• **Aim**
Copy out every line of the listing below word for word, but leave out the pictures.
— START Input records —
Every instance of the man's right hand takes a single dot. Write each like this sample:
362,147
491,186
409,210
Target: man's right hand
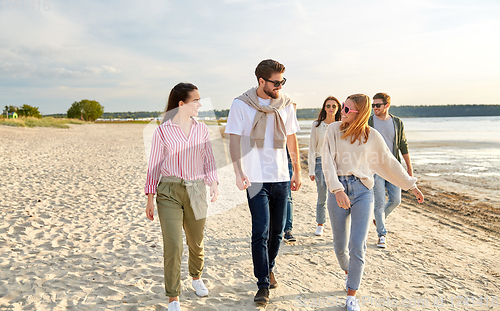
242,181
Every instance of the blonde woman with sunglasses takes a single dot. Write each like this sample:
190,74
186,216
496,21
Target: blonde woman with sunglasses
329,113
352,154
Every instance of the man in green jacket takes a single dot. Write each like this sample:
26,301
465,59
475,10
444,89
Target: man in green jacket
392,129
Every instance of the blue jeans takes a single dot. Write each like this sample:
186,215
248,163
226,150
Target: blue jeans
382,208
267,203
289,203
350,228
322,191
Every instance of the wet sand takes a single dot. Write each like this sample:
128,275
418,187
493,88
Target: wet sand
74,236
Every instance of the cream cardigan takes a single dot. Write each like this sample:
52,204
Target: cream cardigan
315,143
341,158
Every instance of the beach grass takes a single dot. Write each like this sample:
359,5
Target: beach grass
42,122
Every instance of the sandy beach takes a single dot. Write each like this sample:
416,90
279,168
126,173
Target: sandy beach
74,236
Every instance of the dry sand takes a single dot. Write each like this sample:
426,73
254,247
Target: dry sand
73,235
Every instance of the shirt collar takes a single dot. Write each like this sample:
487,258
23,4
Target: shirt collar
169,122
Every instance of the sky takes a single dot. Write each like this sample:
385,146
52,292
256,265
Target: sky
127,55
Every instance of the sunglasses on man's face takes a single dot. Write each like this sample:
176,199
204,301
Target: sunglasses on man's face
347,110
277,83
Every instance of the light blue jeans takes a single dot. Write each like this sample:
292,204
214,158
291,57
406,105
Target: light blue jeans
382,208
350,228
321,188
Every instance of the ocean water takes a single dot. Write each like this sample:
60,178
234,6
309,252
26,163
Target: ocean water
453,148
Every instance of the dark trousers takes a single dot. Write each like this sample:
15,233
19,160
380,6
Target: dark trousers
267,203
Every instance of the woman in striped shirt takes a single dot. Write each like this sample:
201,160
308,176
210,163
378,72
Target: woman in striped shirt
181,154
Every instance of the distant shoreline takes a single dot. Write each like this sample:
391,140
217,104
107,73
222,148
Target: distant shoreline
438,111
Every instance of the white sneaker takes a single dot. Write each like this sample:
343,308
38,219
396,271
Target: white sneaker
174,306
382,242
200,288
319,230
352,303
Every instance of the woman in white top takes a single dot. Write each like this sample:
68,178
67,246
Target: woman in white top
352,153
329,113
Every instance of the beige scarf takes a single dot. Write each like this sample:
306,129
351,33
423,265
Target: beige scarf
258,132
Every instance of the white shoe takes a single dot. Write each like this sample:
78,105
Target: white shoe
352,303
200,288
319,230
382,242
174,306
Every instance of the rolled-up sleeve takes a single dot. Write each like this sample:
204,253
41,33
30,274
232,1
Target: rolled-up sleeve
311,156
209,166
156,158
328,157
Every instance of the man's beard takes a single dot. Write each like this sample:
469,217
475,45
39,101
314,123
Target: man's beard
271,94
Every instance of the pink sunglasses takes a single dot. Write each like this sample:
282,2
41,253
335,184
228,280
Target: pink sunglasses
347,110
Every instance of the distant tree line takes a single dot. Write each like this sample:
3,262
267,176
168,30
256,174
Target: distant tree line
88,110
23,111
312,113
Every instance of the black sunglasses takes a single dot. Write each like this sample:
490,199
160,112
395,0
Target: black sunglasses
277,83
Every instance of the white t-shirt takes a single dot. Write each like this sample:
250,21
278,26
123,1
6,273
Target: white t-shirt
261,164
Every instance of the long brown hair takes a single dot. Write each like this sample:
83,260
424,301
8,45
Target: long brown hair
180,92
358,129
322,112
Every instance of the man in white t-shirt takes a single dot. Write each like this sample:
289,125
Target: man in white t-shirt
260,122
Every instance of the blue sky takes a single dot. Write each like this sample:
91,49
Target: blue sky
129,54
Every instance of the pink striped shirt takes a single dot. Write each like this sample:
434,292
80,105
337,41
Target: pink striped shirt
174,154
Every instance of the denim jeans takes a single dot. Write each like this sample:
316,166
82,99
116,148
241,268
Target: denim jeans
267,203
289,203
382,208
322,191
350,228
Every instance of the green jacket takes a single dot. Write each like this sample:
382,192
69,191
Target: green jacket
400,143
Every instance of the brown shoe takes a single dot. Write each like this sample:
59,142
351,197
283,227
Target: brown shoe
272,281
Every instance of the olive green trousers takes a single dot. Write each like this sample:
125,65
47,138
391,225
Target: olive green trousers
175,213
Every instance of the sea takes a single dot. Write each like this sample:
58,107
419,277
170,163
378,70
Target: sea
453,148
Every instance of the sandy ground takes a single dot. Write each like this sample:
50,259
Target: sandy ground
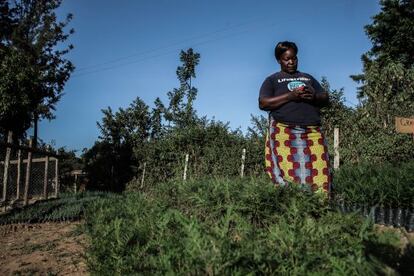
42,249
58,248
— END Input records —
• **Answer**
Every instance of the man's right hand takes a single dot. Write each like this sample:
362,147
491,186
409,210
Target: man's right hand
242,181
Every instance of the blonde woman with sunglasses takes a single dot. Write each like this sample:
190,74
186,216
496,21
Target: blonde woman with sunglasses
329,113
352,154
Every instance of the man in green jacket takes a single dot. Write each like this sample:
26,301
465,59
475,10
444,89
Target: man in green jacket
392,129
Every instance of the blue jeans takes a single dot. Write each like this sample:
186,215
248,163
226,150
Target: blue jeans
382,208
267,203
289,203
350,228
322,191
Every instance of the wet sand takes a single dot. Write each like this sample:
128,275
418,187
493,88
Target: wet sand
74,236
Every instance of the cream cardigan takes a single dot. Write each like this sample:
52,204
Target: cream cardigan
315,143
341,158
Every instance of the beach grass takes a single dot. Write each like this sample:
359,5
Target: beach grass
42,122
Every instance of the sandy beach takes a single dot. Write each like this sample:
416,90
279,168
126,173
Target: sandy beach
74,236
Every instance of the dry sand takes a single dot. Write each like this sample:
426,73
254,247
Target: dry sand
73,235
Every instance of the shirt collar takes a single dot. Write each like this sample:
487,258
23,4
Target: shirt collar
169,122
Every instance of the sky takes a single dot. Write each like this sample:
385,146
52,292
256,265
Target: sky
127,55
Every instance of the sunglasses on man's face takes a single dot. Write each like this sample:
176,199
204,301
Target: sunglasses on man's face
347,110
277,83
Every instance of the light blue jeans takes a single dot. Write each like this sample:
292,204
214,158
291,57
406,105
Target: light blue jeans
382,208
350,228
321,188
Every instance of the ocean water takes a single dot. Write each like this sample:
60,178
234,6
309,252
26,163
Target: ocean water
453,148
Every instance of the dark trousers takes a single dot. Write each like this sample:
15,233
19,160
380,6
Target: dark trousers
267,203
Every instance of the woman in striped shirt takes a single dot. Write each like this sample:
201,160
308,176
210,163
378,72
Target: woman in striped shirt
181,154
Every instance of the distant shoreline takes a single dot. Write each like this sample:
391,140
217,104
107,73
222,148
Target: distant shoreline
438,111
Every instance of the white sneaker takes a single dot. Write each like this sample:
343,308
38,219
396,271
Target: white sneaker
174,306
382,242
200,288
319,230
352,303
Every instance of the woman in white top takes a single dot. Write each like this sample:
68,178
67,246
Target: woman in white top
352,153
329,113
Every instance of the beige scarf takes a single dot. Write each like this sample:
306,129
351,33
423,265
Target: beige scarf
258,132
Every instance of the white shoe takes a single dot. Write each like this sample:
78,105
Target: white shoe
352,303
200,288
319,230
382,242
174,306
Every instance of the rolled-up sleeve takes a single dot. Write each like this sample:
204,253
41,33
30,274
232,1
Target: rolled-up sleeve
311,156
209,166
156,158
328,157
Every instance of the man's beard takes a single dot. Write each like this sample:
469,217
475,45
39,101
314,123
Target: man's beard
271,94
Every instance of the pink sunglasses takes a single dot. Write each like this sample:
282,2
41,253
335,184
228,280
Target: pink sunglasses
347,110
Every instance of the distant tree line takes a single dot. Write each like this sample:
3,262
267,176
168,30
256,174
Target: distant tree line
88,110
23,111
312,113
Every instance of the black sunglasses takes a single dot. Write each like this sample:
490,199
160,112
395,0
Target: black sunglasses
277,83
Every instance of the white t-shirt takes a single dot. Write each like this sample:
250,21
278,26
123,1
6,273
Target: white t-shirt
261,164
Every instance of the long brown hair takes a single dot. Write each like this sample:
83,260
424,301
8,45
Target: long brown hair
180,92
358,129
322,112
Every instance of the man in white t-shirt takes a single dot. Write each like this sample:
289,125
Target: man in white t-shirt
260,122
Every instance of the blue sky takes a single dot. Write each like this sample:
91,49
Target: blue sky
129,54
Every instance of the pink striped shirt takes a single dot. Write each like this sample:
434,292
80,105
337,41
Target: pink striped shirt
174,154
Every instance of the denim jeans takes a single dot. Write each like this sample:
316,166
82,99
116,148
241,268
Target: denim jeans
267,203
289,203
382,208
322,191
350,228
Every instance of the green jacket takes a single dot. Write each like this sample:
382,192
69,191
Target: green jacket
400,143
Every instance of the brown shoe takes a single dot. Write each like this sample:
59,142
351,197
283,227
Target: brown shoe
272,281
Every instance of the olive green trousers takes a single dot. Write each like this sample:
125,65
47,138
391,225
Target: olive green trousers
175,213
Every instance of the sea takes a single dot. Write each like this sample:
58,107
419,277
170,163
378,70
Target: sea
453,148
Every instance of the sandy ground takes a single dot. Write each like this sample:
50,259
Target: sandy ground
42,249
58,248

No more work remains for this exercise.